Selection ::
#####

Crime Florida is getting more authoritarian by the week

florida is on the right track here. all we really need though is a one or two day tun around in the courts to evict these dirtbag criminals. maybe they could just bump all squatters cases to the front of the line in the courts to expedite things. as it is in many states homeowners get harmed and sometimes bankrupted by losers who should get the boot instead.

liberals are giant pussies on this issue.
The system you are advocating for is essentially the system that is in place. The system it is being replaced with is different than what you are suggesting.

lol at the “not pussy” position is throwing people out of the houses they are in by circumventing the courts.
 
Hardly contrarian. I've litigated this type of matter multiple times from sides of the conversation.

I don't really care if the mainstream doesn't agree. The mainstream doesn't know shit about this topic beyond general headlines. And they've definitely never really thought about. Neither in the present or from an understanding of where the law on squatter's right came from.
Spare us the intellectual snobbery.

It's a security blanket that helps you sleep at night. You bring up feudal era politics so you can convince everyone around you that you relate to the little guy and to distract how fucking unlikable lawyers are to begin with.
"I've litigated on such matters, I'm just defending the little guy." Sure bud, keep telling yourself that.

You're the shithead that defends these crack heads but you want to convince everyone your doing the Lord's work.
 
It's insane that you can tell the woman in the video feels compelled to articulate why the law is logical, that squatters should have no rights, and should be evacuated immediately: "...the idea that they have to do due rights with a person that is essentially stealing their home..."

LOL, no shit. I can't believe that anybody anywhere ever defended these people, and yet their defenders seem to be legion. Imagine a world where when muggers rip your wife's purse out of her hands you have to sue the courts and spend a month in some bureaucratic hell begging for permission to take it back.

@Sinister spent several pages defending this shit in the New York Squatter thread

According to him, you shouldn’t be allowed to forcibly remove them and lose tens of thousands in lost income and legal fees in civil courts to evict a squatter
 
Gonna go out on a limb here but I would bet you don't live near Miami Dade or Broward County
I live in MDC.

I'm curious, why do you think we have too many people? Is it because of traffic?
 
I hate his politics too and I love it here. It doesn't affect you day to day and if you live in the Miami metro area its more purple politics wise than the rest of the state. You should take some vacations here to see if she might change her mind. Lots of building going on here and I say the more the merrier.

We own land down there, but I don’t know the area where it is. We get offers all the time to sell it-cold calls mostly. Low ball offers. Went to Disney in 2020. My brother lives in orlando but he is very conservative. Went to Miami to fish for peacock bass in 2008 and again in 2013-but then it was too cold to enjoy in January. I like Florida just fine.

#####

Records shown ::
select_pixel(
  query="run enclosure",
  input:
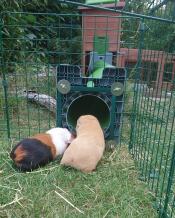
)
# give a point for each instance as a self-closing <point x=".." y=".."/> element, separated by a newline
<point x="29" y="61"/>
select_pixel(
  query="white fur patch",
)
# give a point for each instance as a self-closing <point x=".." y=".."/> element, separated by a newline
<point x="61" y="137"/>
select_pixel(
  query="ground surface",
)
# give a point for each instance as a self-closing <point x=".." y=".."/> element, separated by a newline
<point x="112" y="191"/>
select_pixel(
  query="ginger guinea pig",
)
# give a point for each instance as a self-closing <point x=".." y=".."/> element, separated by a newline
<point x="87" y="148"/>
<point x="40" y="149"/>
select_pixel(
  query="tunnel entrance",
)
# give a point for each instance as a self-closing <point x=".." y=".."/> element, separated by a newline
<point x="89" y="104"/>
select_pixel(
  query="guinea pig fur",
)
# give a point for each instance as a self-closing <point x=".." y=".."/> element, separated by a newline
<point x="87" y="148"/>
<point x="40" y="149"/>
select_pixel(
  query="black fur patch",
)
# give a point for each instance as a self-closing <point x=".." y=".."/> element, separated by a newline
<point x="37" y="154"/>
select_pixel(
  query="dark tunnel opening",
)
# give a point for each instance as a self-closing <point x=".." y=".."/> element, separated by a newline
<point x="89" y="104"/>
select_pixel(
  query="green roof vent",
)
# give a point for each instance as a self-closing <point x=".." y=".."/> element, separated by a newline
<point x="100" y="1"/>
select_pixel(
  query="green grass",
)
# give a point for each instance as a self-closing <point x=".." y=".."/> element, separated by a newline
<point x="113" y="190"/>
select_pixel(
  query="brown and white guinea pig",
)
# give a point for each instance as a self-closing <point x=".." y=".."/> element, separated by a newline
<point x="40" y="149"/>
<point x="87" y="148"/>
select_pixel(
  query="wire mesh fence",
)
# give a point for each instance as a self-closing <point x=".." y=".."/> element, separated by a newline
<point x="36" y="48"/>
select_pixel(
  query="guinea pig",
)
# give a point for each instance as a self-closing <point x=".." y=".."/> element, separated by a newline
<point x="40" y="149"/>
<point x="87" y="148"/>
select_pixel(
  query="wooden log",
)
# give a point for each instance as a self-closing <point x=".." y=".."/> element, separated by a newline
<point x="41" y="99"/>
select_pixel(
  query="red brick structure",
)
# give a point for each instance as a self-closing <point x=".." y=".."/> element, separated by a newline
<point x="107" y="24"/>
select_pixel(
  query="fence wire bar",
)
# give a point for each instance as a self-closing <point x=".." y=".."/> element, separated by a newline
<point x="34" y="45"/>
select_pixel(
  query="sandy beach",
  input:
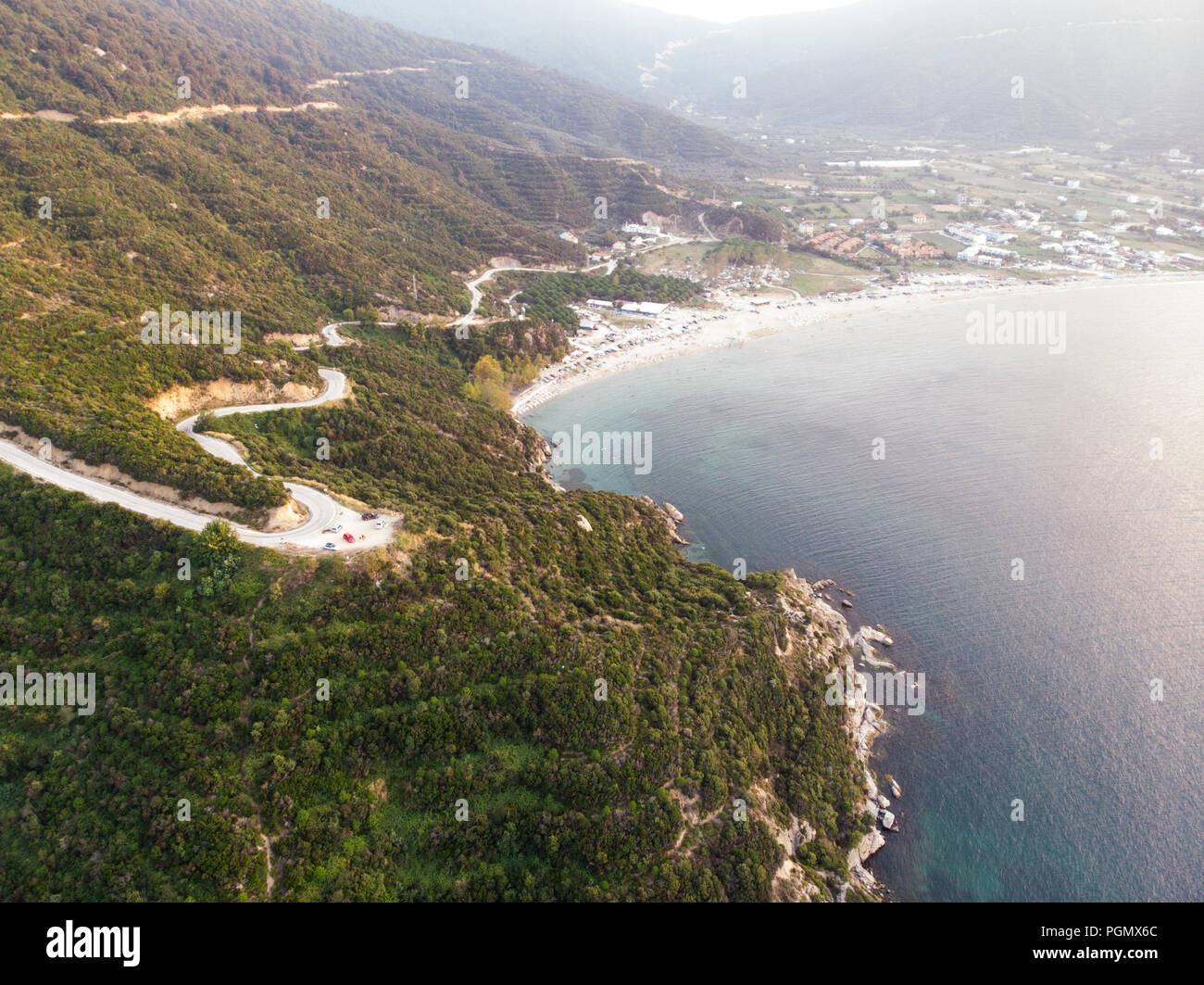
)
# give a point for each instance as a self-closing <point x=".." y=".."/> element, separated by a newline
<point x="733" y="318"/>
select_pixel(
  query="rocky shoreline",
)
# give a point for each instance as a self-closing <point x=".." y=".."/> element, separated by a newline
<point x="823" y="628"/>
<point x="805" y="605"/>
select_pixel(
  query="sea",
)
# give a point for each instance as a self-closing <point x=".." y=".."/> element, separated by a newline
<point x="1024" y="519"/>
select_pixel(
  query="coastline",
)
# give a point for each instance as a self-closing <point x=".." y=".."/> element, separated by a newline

#####

Given exercise :: From the Florida squatter thread, output the stretch from "LOL, no shit." through "live in MDC." word for word.

Complete answer ::
LOL, no shit. I can't believe that anybody anywhere ever defended these people, and yet their defenders seem to be legion. Imagine a world where when muggers rip your wife's purse out of her hands you have to sue the courts and spend a month in some bureaucratic hell begging for permission to take it back.

@Sinister spent several pages defending this shit in the New York Squatter thread

According to him, you shouldn’t be allowed to forcibly remove them and lose tens of thousands in lost income and legal fees in civil courts to evict a squatter
 
Gonna go out on a limb here but I would bet you don't live near Miami Dade or Broward County
I live in MDC.